2010-02-08 Thread George Mamalakis

On 08/02/2010 00:34, Rick Macklem wrote:



On Sat, 6 Feb 2010, George Mamalakis wrote:



thank you for all your answers. I am planning on setting up the 
computer labs of my department using kerberized nfsv3 (since v4 seems 
to be more experimental) with a FreeBSD nfs server and Linux nfs 
clients. I was wondering how stable such an implementation would 
be; meaning that I wouldn't want to end up with an unstsable setup 
when receiving requests from 50-60 simultaneous clients, because that 
would be my everyday scenario.




I believe that the above should be stable, but your mileage may vary, as
they say. The main issue will be what your TGT lifetime will be, since
client access to the server will normally stop when the TGT expires. Some
systems (Mac OS X) will automagically renew the TGT before it expires,
if your KDC allows that. I don't think most/all Linux systems do this
by default, but there are some utilities out there (try a search for 
krenew) that will do so.

**STORED DATA**
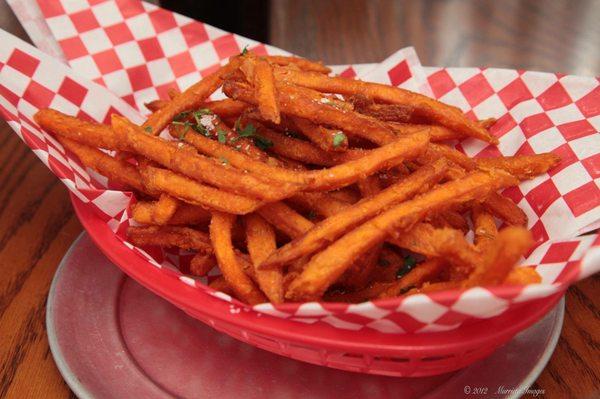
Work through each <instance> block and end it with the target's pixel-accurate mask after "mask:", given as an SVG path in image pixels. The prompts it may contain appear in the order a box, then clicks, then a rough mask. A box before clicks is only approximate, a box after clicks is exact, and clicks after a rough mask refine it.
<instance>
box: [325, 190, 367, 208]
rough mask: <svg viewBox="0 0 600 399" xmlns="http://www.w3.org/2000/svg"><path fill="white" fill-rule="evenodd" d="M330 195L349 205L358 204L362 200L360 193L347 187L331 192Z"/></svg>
mask: <svg viewBox="0 0 600 399" xmlns="http://www.w3.org/2000/svg"><path fill="white" fill-rule="evenodd" d="M328 194H329V196H331V197H333V198H334V199H337V200H339V201H343V202H347V203H348V204H356V203H357V202H358V201H360V199H361V197H360V195H359V193H358V192H357V191H356V190H354V189H352V187H345V188H340V189H337V190H333V191H329V192H328Z"/></svg>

**WORK REQUEST 1**
Answer from the thread on kerberized NFS:
(a) How many simultaneous clients does the lab setup expect to serve every day?
(b) Which NFS version is planned for the labs?
(c) Which system is named as renewing the TGT automatically before it expires?
**WORK REQUEST 2**
Revise the records from their start through the line that contains "rough mask: <svg", replacing "rough mask" with "coarse mask" and changing nothing else. Leave the pictures out of your answer.
The records are unrelated to the thread on kerberized NFS.

**EXPECTED OUTPUT 1**
(a) 50-60 simultaneous clients.
(b) Kerberized NFSv3.
(c) Mac OS X.

**EXPECTED OUTPUT 2**
Work through each <instance> block and end it with the target's pixel-accurate mask after "mask:", given as an SVG path in image pixels. The prompts it may contain appear in the order a box, then clicks, then a coarse mask. A box before clicks is only approximate, a box after clicks is exact, and clicks after a coarse mask refine it.
<instance>
box: [325, 190, 367, 208]
coarse mask: <svg viewBox="0 0 600 399" xmlns="http://www.w3.org/2000/svg"><path fill="white" fill-rule="evenodd" d="M330 195L349 205L358 204L362 200L360 193L347 187L331 192Z"/></svg>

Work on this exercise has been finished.